__Problem requirements__: Look through the data below for the line with "285L438 295L457 294L456" and the line with "positive clicks: (137, 130) (142, 136)", then transcribe exactly from the first through the second, leaving out all pictures.

Stored records:
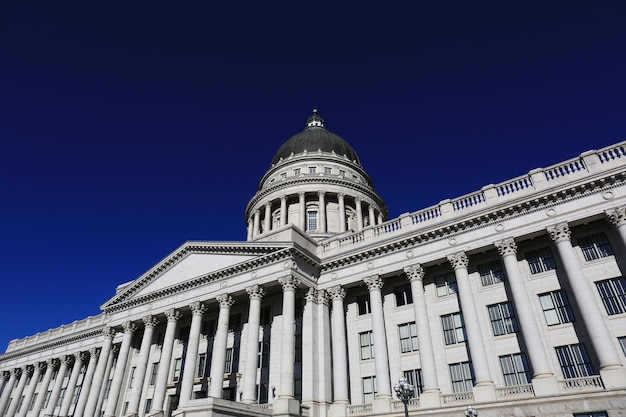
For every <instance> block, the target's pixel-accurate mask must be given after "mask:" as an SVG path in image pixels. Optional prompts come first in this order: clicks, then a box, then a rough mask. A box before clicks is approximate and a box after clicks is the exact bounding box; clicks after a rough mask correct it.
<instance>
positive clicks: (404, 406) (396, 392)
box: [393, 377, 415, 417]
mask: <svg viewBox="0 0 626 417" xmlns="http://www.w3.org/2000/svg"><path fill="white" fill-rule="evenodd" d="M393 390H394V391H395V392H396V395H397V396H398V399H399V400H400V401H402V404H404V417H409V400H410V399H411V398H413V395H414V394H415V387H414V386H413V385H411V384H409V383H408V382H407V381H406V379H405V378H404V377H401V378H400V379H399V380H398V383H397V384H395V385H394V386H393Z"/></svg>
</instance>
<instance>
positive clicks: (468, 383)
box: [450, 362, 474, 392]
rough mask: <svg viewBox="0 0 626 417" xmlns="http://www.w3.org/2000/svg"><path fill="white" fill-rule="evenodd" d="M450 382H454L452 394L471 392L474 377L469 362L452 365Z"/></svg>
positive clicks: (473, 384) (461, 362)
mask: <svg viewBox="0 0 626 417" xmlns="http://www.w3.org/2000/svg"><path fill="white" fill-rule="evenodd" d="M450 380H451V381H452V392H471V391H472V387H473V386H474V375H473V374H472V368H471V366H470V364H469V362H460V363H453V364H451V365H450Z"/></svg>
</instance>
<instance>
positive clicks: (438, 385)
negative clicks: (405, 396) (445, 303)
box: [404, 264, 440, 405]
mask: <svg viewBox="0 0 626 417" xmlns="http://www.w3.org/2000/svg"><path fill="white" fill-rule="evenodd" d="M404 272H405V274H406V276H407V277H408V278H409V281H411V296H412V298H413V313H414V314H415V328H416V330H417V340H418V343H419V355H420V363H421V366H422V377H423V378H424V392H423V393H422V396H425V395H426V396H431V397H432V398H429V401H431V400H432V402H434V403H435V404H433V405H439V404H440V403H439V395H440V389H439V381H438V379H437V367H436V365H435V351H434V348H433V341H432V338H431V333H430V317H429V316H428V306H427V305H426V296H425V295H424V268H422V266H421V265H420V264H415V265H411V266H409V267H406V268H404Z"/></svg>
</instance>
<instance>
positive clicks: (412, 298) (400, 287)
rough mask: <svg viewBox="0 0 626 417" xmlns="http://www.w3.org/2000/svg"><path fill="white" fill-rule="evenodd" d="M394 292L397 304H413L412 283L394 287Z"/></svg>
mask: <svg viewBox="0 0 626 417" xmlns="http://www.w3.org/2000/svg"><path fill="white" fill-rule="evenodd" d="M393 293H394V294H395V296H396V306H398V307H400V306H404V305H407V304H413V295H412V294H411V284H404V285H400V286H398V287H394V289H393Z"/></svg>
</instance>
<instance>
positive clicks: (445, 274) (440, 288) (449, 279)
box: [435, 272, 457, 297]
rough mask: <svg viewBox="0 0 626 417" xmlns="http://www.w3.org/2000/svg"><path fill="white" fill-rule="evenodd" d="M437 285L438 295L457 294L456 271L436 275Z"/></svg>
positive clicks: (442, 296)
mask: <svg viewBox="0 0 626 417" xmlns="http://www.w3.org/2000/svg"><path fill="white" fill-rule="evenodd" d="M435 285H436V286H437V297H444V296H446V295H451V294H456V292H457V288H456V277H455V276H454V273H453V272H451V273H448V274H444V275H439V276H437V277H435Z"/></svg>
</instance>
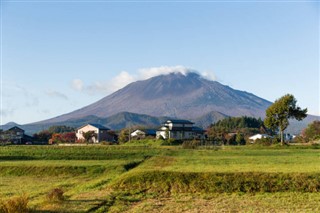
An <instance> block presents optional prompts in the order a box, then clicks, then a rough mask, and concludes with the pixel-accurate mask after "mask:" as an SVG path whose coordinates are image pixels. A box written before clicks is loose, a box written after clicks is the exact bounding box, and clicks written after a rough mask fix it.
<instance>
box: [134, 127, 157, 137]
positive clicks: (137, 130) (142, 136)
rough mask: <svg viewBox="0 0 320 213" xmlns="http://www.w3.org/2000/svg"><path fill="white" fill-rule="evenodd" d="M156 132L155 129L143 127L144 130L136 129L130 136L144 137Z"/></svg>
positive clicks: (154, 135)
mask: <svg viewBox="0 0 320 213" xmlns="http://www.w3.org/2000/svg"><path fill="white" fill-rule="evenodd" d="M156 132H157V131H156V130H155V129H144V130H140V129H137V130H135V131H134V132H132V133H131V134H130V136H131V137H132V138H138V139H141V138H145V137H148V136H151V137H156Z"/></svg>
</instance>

__Exercise answer__:
rough mask: <svg viewBox="0 0 626 417" xmlns="http://www.w3.org/2000/svg"><path fill="white" fill-rule="evenodd" d="M437 285L438 295L457 294L456 271L436 275Z"/></svg>
positive clicks: (442, 296)
mask: <svg viewBox="0 0 626 417" xmlns="http://www.w3.org/2000/svg"><path fill="white" fill-rule="evenodd" d="M435 285H436V286H437V297H444V296H446V295H451V294H456V292H457V288H456V277H455V276H454V273H453V272H451V273H448V274H444V275H439V276H437V277H435Z"/></svg>
</instance>
An <instance> block presents optional prompts in the order a box, then clicks, then a rough mask, and concludes with the pixel-accurate mask after "mask:" as an SVG path whose coordinates are image pixels. A box written before clicks is loose, a box written after clicks is the exact bounding box, and clicks written after a rough mask fix it.
<instance>
box: [134, 127, 157, 137]
positive clicks: (137, 130) (142, 136)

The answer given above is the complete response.